* _TO BE DONE_
Copy every line of the listing below word for word, and omit the pictures from your copy.

* _DATA PROVIDED_

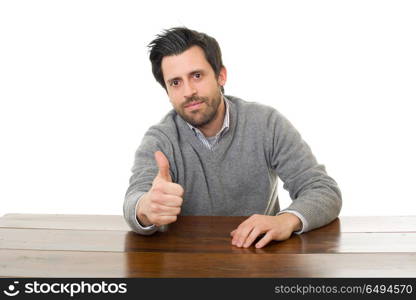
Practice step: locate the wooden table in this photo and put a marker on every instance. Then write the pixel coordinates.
(33, 245)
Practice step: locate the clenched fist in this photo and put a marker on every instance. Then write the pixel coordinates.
(162, 203)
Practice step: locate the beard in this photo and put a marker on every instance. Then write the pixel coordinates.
(204, 115)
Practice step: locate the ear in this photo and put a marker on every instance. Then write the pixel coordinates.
(222, 77)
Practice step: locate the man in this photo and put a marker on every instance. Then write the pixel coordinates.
(220, 155)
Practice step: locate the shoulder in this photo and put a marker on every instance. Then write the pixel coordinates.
(256, 111)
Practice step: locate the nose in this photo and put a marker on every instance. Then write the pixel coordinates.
(189, 89)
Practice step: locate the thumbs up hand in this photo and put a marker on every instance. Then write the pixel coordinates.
(162, 203)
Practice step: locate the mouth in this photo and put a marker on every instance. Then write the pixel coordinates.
(194, 105)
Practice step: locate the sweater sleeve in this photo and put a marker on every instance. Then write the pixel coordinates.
(314, 194)
(144, 171)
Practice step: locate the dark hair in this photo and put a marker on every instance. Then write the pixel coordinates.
(176, 40)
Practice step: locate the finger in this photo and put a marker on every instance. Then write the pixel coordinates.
(242, 234)
(252, 237)
(163, 220)
(169, 200)
(163, 165)
(265, 240)
(170, 188)
(161, 210)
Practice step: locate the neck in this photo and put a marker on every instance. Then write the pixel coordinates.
(213, 127)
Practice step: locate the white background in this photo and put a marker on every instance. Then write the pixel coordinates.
(77, 93)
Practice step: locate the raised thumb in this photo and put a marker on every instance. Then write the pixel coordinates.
(163, 165)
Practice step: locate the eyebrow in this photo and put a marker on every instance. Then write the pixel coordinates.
(190, 73)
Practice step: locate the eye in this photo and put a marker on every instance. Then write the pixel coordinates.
(174, 82)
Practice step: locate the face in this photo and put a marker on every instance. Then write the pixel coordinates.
(192, 86)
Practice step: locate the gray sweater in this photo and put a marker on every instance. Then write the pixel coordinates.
(238, 177)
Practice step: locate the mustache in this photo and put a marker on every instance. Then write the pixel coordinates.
(195, 99)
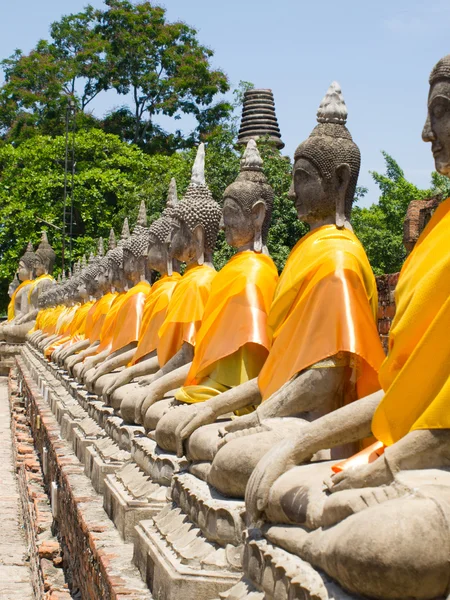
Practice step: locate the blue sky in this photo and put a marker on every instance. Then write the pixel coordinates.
(380, 52)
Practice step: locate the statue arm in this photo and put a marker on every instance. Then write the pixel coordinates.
(145, 367)
(345, 425)
(307, 392)
(158, 388)
(181, 358)
(418, 450)
(120, 359)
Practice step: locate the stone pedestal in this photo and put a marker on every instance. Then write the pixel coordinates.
(103, 458)
(193, 548)
(130, 496)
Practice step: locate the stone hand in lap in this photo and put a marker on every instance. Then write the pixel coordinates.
(380, 529)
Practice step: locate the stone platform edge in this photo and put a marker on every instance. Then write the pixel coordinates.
(101, 563)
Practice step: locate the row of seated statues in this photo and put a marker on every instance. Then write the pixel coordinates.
(274, 388)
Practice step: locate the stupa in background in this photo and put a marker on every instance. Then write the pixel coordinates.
(259, 118)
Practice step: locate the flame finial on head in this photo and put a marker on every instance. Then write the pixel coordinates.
(332, 109)
(172, 194)
(112, 239)
(198, 169)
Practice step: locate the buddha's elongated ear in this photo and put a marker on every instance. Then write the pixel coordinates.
(199, 237)
(259, 214)
(343, 175)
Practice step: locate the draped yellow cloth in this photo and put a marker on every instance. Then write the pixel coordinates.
(75, 330)
(185, 311)
(97, 315)
(11, 307)
(50, 318)
(108, 328)
(129, 318)
(36, 282)
(155, 311)
(416, 372)
(232, 343)
(325, 303)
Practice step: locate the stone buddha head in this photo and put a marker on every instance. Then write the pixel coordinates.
(437, 124)
(247, 204)
(158, 258)
(45, 257)
(196, 219)
(326, 166)
(116, 275)
(13, 285)
(135, 249)
(101, 277)
(26, 264)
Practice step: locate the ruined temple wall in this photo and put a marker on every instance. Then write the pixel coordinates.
(386, 285)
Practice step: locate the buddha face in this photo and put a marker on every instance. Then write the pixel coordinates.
(313, 196)
(238, 225)
(39, 267)
(101, 279)
(182, 242)
(437, 125)
(23, 271)
(115, 275)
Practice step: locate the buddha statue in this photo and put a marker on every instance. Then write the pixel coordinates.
(73, 296)
(104, 284)
(379, 525)
(129, 318)
(82, 321)
(325, 350)
(97, 352)
(80, 341)
(43, 267)
(20, 304)
(193, 234)
(155, 308)
(239, 302)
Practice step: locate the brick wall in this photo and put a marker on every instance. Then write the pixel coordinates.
(386, 285)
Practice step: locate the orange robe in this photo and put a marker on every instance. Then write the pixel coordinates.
(185, 311)
(97, 315)
(325, 303)
(235, 315)
(108, 327)
(76, 329)
(11, 307)
(155, 311)
(129, 318)
(416, 372)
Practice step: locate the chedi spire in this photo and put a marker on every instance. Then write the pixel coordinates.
(259, 119)
(112, 239)
(332, 109)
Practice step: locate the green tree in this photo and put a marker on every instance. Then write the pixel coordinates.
(162, 65)
(380, 227)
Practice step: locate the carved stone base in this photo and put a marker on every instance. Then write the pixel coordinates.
(158, 464)
(85, 433)
(103, 458)
(130, 496)
(271, 572)
(192, 549)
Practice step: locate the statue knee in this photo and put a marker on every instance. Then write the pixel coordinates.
(166, 427)
(232, 467)
(156, 412)
(387, 551)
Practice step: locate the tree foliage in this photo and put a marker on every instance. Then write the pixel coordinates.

* _TASK RESPONSE_
Practice step: locate the wooden table in this photo and put a marker on every instance. Then write the pixel coordinates.
(33, 245)
Practice step: locate the clenched fist in this photo and put a marker on every instance. Then write the pixel coordinates.
(162, 203)
Practice step: locate the beard in this photo and put a marker on every instance. Then write the pixel coordinates.
(204, 115)
Practice step: locate the ear in this photo and put a marker on every instance. Then write the pixel coordinates.
(222, 77)
Practice step: locate the man in this photo and put a marker on every instance. Then write the pixel coordinates.
(220, 155)
Practice step: locate the shoulder in this photo and put a marker on every instance. Then write the pixel coordinates.
(256, 111)
Practice step: locate the nose in this photo and put a marker on every instance. Then write the pixel coordinates.
(189, 89)
Practice step: locate the thumbs up hand in this photo and put a marker on every instance. Then write the pixel coordinates.
(162, 203)
Practice step: locate the mouth in this photo and put a marker on every instance. Then write the pixel coordinates.
(194, 105)
Practice step: locate the sweater sleeve in this photo and put a marker on every instance. Then write the pixel coordinates.
(314, 194)
(144, 171)
Practice step: locate the dark hair in this photo and put a marker on every instance. Then write the pixel coordinates.
(176, 40)
Practice step: locate the finger in this photo and put a marker on every instance. Then write the pixel coordinates.
(242, 234)
(252, 237)
(163, 220)
(169, 200)
(163, 165)
(265, 240)
(170, 188)
(161, 210)
Practice step: locate the neck in this photo and put a marker on every instance. Then write the pixel coordinates.
(213, 127)
Practice step: locate the white background in this photo and put a marker on every instance. Then write the pixel coordinates.
(77, 93)
Practice step: locate the raised thumb in this photo and put a marker on every instance. Then write the pixel coordinates.
(163, 165)
Practice step: locate the eyebrow in this photo and put a marker on every instance. Then write the pixel coordinates.
(190, 73)
Practice step: locate the eye in this photo and put a marker on every instance. Then write the pixel coordinates.
(174, 82)
Practice step: locate the face in this photo and put a marker on every instance. Then write the pixel coordinates.
(192, 86)
Practice step: locate the gray sweater in this photo and put a marker on every instance. Then write the pixel coordinates.
(238, 177)
Practice step: locate the mustache in this photo and put a marker on every instance. Then write the pixel coordinates.
(195, 99)
Practice step: locate the blue sky in this photo and put a marker on every instance. Then write the pixel coordinates.
(380, 52)
Practice step: locate the statue arm in this photo and put a marker on every instance. Then write the pixel coordinates.
(145, 367)
(345, 425)
(307, 392)
(158, 388)
(181, 358)
(418, 450)
(120, 359)
Practice step: locate the stone pedestal in this photo and put a marker on every instance. Then write the pixel coordinates.
(103, 458)
(193, 548)
(130, 496)
Practice step: locate the stone hand in lap in this photo and put a marker on every instance. Then write the pixel coordinates.
(380, 529)
Practice step: locate the stone platform edge in this photo and put a marker on every instance. Then write the pixel coordinates.
(101, 563)
Practice step: locate the row of seated statues in this photo and put a marker on every instance. Then write the pixel coordinates.
(274, 388)
Practice step: locate the stupa in background in this photo and put a marker on every instance. Then write the pixel coordinates.
(259, 118)
Practice step: locate the flame finial on head in this photo and put a marker on every instance. Then write the pixel coordinates.
(332, 109)
(172, 194)
(112, 239)
(198, 169)
Practice step: locate the buddha's elongated ear in this photo and put a marker on every instance. Then write the pixel coordinates.
(199, 237)
(259, 214)
(343, 175)
Practice step: locate the draped yellow cloth in this photo and put a marker on every instance. Then write the pixel coordinates.
(75, 330)
(185, 311)
(97, 315)
(11, 307)
(50, 318)
(108, 328)
(129, 318)
(36, 282)
(155, 311)
(416, 372)
(232, 343)
(325, 303)
Practice step: locate the stone buddha head in this photo and put a marker on every instance. Then write the pixel coordinates.
(437, 124)
(247, 204)
(158, 258)
(45, 257)
(196, 219)
(326, 166)
(116, 275)
(13, 285)
(135, 249)
(101, 277)
(26, 264)
Practice step: locate the ruined temple wall in this photo and put a marker on every instance. Then write the pixel coordinates.
(386, 285)
Practice step: locate the buddha face in this photo and put a marker on every instance. Then write the pixel coordinates.
(313, 196)
(238, 225)
(39, 267)
(101, 279)
(182, 242)
(437, 125)
(23, 271)
(115, 275)
Practice step: locate the buddha statue in this photo and put a marker on every instance. Then write the pixel coordinates.
(73, 296)
(104, 284)
(379, 525)
(129, 318)
(82, 321)
(325, 350)
(97, 352)
(80, 341)
(43, 267)
(20, 304)
(193, 234)
(155, 308)
(239, 302)
Practice step: locate the brick wall in this photo and put a marker on every instance. Then write the pixel coordinates.
(386, 285)
Practice step: locate the orange robe in this photo and put a marker on every instance. Then write the pixel coordinates.
(185, 311)
(97, 315)
(325, 303)
(235, 315)
(108, 327)
(76, 329)
(11, 307)
(155, 311)
(129, 318)
(416, 372)
Practice step: locate the chedi spire in this photo and put a marker on every instance. Then write the pixel coordinates.
(259, 119)
(112, 239)
(332, 109)
Practice step: locate the green tree in this photo and put a marker on every instance. Then write the pixel coordinates.
(162, 65)
(380, 227)
Practice step: locate the carved stone base in this photo and put a marker on every instance. Then write the pixel coordinates.
(158, 464)
(85, 433)
(103, 458)
(130, 496)
(271, 572)
(192, 549)
Practice step: locate the statue knee in this photo and put a marker on every instance. Then write the pixel coordinates.
(166, 427)
(232, 467)
(156, 412)
(387, 551)
Practice step: locate the tree foliage in this photo and put a marker on every instance. Then write the pixel coordinates.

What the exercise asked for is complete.